Start of MATERIAL FOR THIS TASK

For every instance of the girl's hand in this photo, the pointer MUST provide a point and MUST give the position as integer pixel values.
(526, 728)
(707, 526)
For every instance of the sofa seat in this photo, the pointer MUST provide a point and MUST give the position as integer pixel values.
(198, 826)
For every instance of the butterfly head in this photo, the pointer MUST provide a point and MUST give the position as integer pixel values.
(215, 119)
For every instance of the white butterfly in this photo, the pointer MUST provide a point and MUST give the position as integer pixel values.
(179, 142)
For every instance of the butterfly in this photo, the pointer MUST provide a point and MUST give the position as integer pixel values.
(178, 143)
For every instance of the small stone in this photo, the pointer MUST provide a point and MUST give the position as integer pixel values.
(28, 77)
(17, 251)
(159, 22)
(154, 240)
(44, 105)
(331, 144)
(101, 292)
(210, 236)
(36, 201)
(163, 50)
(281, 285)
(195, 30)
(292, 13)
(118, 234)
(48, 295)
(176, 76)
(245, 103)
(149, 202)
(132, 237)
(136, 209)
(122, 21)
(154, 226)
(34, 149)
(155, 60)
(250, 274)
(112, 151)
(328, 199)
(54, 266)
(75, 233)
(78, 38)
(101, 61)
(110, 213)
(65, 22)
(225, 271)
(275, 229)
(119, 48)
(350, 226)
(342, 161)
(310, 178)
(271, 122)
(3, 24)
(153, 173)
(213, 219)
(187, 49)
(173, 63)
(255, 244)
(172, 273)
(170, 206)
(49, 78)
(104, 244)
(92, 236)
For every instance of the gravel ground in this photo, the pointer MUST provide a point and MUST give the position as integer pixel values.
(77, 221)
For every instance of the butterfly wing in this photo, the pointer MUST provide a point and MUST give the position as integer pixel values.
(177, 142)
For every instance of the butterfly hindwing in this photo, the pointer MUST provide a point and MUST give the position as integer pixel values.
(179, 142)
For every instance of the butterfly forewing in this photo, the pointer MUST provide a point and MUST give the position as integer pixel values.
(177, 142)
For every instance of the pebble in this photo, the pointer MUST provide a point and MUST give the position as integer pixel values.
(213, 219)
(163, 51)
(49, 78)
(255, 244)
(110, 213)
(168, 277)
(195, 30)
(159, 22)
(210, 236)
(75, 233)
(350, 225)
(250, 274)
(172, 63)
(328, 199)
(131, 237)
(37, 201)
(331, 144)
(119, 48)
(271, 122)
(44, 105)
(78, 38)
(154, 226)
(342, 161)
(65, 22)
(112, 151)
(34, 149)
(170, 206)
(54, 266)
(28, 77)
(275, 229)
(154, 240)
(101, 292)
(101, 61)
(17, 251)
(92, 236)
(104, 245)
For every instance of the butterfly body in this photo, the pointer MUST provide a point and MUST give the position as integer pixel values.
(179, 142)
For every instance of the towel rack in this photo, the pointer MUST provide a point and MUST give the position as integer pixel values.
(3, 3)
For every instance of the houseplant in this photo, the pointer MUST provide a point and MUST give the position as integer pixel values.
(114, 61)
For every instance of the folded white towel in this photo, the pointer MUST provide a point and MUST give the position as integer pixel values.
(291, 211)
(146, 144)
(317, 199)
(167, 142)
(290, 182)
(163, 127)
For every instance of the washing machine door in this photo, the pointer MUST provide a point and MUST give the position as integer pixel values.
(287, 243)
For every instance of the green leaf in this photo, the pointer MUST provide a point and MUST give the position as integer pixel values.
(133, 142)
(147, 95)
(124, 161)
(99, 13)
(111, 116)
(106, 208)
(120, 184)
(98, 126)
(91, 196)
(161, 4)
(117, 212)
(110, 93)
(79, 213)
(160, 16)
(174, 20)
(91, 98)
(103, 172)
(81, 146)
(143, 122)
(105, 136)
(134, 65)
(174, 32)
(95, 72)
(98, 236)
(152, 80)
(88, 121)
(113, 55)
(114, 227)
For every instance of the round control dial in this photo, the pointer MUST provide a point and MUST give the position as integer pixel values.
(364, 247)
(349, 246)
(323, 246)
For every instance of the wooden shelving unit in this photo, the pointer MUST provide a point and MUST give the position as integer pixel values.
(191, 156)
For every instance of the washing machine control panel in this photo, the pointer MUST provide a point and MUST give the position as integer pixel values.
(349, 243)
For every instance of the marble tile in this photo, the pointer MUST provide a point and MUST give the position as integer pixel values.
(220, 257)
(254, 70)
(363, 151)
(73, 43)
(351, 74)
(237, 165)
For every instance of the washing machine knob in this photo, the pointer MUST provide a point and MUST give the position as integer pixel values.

End of MATERIAL FOR THIS TASK
Start of MATERIAL FOR THIS TASK

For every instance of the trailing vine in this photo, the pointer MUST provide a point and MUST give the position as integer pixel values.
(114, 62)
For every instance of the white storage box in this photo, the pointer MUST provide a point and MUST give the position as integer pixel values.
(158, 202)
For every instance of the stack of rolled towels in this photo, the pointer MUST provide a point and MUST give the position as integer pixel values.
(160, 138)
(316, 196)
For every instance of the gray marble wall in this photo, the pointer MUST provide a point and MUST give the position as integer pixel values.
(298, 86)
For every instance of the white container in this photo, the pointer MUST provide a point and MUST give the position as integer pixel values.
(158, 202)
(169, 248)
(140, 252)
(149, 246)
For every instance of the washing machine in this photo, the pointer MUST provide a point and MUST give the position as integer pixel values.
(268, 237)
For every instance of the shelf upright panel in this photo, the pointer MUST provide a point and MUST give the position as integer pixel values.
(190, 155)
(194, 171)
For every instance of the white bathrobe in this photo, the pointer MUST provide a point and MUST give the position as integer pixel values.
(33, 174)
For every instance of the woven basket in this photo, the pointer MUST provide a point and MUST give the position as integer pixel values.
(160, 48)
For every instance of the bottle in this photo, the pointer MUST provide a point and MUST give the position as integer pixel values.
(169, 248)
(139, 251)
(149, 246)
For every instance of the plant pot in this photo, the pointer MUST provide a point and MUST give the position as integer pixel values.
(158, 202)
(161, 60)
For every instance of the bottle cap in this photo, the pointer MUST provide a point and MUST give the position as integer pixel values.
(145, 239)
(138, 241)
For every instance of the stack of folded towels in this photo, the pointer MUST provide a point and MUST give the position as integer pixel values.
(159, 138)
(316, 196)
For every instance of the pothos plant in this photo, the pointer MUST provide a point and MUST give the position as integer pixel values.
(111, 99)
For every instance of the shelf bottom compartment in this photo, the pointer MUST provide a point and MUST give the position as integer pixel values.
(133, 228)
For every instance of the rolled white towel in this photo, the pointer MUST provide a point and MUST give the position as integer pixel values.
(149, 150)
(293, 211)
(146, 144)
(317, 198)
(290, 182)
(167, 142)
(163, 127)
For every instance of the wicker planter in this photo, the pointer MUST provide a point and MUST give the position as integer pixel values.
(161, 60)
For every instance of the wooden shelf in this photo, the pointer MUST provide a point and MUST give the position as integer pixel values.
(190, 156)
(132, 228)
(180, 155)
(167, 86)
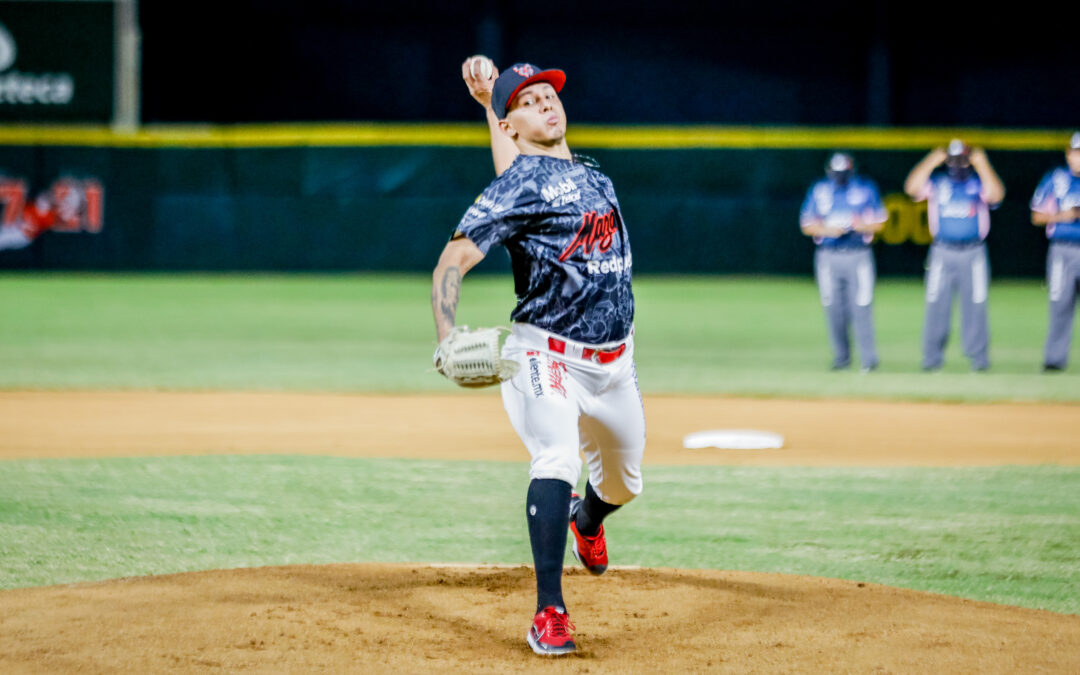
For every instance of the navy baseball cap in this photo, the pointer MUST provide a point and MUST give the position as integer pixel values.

End of MATERIAL FOR THIS TASK

*DIRECTIONS:*
Look through the material above and print exactly the lines from the one containing "For every instance of the wooden shelving" to the one containing "For every instance of the washing machine knob", both included, and nothing more.

*FINISHED EXERCISE:*
For every instance of the wooden shelving unit in this photo, the pointer MUST provide a point and MUST give the position as integer pixel values.
(191, 156)
For every instance of the washing machine control panel in this photo, the pointer MUST provide a point and MUST give the position as integer pixel values.
(349, 243)
For every instance of the marble tile in this photo, the pointer MUST provide a point and MUST give the position as integer pixel values.
(220, 257)
(254, 70)
(363, 151)
(73, 43)
(351, 74)
(237, 165)
For every instance of the washing machine knob in this photo, the pointer MUST provide a point and MUST give the position as integer pixel values.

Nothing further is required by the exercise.